What you will do = Look through the data below for the line with "Target: bird's leg" and the line with "Target: log bark", then output those two and all lines in between, exactly as written.

++++++

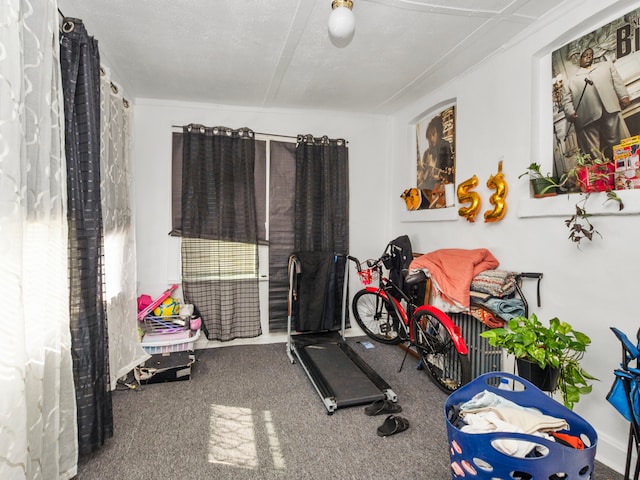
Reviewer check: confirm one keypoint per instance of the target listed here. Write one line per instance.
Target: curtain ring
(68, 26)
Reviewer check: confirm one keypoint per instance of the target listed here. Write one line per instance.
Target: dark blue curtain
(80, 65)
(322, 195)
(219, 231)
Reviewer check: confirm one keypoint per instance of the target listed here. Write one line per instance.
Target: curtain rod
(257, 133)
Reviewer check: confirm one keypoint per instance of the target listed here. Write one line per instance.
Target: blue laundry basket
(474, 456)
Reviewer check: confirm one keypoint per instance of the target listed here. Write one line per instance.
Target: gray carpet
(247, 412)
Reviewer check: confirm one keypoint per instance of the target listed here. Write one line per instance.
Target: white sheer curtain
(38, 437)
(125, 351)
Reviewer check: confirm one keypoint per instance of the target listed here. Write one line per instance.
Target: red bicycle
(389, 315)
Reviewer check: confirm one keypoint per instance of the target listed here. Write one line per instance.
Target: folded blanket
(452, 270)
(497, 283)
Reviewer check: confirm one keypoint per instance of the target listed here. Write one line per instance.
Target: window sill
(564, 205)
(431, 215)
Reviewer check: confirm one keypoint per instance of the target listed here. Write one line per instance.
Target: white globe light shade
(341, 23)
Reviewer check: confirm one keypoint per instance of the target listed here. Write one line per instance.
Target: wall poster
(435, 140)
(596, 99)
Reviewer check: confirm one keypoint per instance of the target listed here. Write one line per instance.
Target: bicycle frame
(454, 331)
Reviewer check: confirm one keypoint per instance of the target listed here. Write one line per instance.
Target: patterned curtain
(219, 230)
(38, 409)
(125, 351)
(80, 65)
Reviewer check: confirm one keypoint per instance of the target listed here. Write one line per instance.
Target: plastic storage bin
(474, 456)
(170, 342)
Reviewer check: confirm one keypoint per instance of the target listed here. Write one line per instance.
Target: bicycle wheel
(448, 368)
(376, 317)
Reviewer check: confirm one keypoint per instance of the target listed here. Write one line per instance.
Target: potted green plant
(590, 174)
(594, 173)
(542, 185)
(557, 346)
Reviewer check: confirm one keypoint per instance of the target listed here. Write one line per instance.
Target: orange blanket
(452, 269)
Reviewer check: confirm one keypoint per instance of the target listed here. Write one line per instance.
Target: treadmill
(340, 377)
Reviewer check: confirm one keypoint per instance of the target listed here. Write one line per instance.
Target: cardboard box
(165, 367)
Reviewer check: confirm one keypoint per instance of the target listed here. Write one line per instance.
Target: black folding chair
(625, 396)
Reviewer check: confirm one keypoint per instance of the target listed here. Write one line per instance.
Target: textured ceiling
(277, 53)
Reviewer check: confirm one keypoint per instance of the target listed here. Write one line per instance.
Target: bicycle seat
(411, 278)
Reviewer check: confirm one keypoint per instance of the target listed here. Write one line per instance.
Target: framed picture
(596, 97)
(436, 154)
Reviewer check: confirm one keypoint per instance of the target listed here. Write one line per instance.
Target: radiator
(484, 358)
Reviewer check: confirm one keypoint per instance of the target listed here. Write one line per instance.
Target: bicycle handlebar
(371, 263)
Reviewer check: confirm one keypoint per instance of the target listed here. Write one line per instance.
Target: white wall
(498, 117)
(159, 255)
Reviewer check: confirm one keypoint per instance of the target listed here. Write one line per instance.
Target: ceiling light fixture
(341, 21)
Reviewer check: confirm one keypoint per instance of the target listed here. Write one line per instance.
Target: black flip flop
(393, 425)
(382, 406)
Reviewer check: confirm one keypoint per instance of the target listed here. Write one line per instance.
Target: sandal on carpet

++++++

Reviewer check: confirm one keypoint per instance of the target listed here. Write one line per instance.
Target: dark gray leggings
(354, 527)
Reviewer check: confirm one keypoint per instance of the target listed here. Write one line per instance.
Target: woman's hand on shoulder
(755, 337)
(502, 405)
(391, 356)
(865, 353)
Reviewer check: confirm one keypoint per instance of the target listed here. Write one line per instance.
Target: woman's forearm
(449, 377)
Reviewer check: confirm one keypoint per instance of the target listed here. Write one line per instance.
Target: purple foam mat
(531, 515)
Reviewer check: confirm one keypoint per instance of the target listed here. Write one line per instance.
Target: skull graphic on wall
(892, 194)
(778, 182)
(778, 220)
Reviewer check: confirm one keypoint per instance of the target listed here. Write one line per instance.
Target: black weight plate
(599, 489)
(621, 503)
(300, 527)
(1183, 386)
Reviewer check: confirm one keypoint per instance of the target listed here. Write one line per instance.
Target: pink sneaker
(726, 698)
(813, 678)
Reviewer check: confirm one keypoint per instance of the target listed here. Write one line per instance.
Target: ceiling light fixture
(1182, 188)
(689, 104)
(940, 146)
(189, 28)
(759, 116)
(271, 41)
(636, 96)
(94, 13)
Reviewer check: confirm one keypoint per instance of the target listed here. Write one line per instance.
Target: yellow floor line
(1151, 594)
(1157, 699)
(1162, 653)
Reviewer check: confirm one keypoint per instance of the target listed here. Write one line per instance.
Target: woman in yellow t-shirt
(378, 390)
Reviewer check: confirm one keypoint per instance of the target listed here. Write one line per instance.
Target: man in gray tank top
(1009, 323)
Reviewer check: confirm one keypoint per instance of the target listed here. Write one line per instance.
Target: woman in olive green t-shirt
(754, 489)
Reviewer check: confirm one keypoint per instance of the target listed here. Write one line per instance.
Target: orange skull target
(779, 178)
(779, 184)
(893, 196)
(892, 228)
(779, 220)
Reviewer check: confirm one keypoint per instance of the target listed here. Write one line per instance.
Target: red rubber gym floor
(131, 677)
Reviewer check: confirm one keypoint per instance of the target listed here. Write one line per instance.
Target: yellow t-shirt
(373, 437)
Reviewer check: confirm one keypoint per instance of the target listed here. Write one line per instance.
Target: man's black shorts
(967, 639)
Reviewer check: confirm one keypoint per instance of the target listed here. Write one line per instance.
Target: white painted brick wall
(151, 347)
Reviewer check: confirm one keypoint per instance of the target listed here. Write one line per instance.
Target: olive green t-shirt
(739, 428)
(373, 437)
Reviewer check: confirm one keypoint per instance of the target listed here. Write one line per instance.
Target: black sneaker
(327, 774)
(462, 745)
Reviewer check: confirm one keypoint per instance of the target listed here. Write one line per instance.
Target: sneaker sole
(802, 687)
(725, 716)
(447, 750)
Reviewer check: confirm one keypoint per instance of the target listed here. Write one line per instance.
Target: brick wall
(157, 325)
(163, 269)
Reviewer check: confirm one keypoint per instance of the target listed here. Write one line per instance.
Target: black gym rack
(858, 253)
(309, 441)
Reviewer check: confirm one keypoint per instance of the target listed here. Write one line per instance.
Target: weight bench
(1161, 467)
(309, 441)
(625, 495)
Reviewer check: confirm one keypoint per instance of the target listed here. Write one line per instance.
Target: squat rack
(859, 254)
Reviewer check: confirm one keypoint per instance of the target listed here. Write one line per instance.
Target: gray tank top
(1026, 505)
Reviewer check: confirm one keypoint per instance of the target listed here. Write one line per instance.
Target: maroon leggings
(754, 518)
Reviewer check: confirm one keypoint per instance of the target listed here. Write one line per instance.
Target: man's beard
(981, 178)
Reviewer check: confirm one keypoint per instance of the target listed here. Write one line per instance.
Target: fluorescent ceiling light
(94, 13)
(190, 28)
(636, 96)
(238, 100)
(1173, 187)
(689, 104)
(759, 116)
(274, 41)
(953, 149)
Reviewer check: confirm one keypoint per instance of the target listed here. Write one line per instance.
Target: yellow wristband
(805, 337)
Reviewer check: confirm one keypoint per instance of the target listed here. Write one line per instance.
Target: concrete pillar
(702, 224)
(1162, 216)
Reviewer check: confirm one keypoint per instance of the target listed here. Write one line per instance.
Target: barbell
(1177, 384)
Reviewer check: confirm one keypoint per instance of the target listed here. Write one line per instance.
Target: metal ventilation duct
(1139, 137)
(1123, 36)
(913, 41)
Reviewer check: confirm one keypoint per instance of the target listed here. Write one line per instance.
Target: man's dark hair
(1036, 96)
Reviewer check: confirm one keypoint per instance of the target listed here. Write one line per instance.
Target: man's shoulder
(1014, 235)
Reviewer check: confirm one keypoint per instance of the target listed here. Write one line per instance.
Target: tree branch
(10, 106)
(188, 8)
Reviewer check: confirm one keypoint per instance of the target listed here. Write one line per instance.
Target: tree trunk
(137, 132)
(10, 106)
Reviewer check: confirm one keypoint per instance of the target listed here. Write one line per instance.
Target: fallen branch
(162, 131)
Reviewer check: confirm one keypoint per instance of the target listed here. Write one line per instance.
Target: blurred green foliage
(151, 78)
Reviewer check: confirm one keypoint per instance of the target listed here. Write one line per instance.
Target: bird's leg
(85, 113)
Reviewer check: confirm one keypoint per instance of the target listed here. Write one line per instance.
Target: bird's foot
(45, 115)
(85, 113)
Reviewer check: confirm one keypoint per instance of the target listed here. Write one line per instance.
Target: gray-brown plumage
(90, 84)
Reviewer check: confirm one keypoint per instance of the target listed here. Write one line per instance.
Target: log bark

++++++

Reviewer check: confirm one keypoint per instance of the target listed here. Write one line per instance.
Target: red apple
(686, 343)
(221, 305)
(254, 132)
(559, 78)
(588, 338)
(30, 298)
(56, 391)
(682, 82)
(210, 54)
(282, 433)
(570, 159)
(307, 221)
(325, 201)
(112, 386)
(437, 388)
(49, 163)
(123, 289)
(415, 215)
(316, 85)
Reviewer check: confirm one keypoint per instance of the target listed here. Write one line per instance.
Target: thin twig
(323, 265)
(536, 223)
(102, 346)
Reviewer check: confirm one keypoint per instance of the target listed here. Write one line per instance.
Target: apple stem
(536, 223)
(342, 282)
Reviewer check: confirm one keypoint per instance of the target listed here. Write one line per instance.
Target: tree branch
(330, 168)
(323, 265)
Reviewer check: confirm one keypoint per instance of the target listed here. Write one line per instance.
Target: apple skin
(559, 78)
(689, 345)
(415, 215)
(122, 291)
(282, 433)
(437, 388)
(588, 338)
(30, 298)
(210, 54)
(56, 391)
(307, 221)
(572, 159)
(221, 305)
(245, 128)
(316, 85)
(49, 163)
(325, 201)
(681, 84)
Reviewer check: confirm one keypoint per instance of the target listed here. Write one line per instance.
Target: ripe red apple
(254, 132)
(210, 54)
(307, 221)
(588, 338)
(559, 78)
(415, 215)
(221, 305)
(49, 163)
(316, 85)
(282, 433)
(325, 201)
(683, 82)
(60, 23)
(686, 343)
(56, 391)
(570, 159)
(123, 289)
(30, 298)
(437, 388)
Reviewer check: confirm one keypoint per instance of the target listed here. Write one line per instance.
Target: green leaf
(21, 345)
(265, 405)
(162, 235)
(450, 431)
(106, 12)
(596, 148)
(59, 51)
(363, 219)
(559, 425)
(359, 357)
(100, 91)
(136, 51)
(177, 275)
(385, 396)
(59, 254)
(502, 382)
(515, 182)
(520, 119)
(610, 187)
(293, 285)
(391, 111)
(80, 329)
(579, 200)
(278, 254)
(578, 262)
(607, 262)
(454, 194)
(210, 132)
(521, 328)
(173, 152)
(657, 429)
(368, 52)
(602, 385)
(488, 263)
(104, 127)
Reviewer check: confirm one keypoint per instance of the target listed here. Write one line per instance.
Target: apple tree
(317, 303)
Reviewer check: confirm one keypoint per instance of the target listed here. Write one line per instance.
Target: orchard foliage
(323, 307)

++++++

Solution to this problem =
Target: bird's leg
(85, 113)
Reviewer check: confirm one keypoint per instance of the target listed here. Write one line per instance.
Target: bird's foot
(45, 115)
(85, 113)
Reviewer check: confirm one keypoint per instance of the target listed here. Write one line per instance.
Target: gray-brown plumage
(90, 84)
Reviewer check: confirm one keypoint per instance of the target listed here. Write one line per instance.
Target: log bark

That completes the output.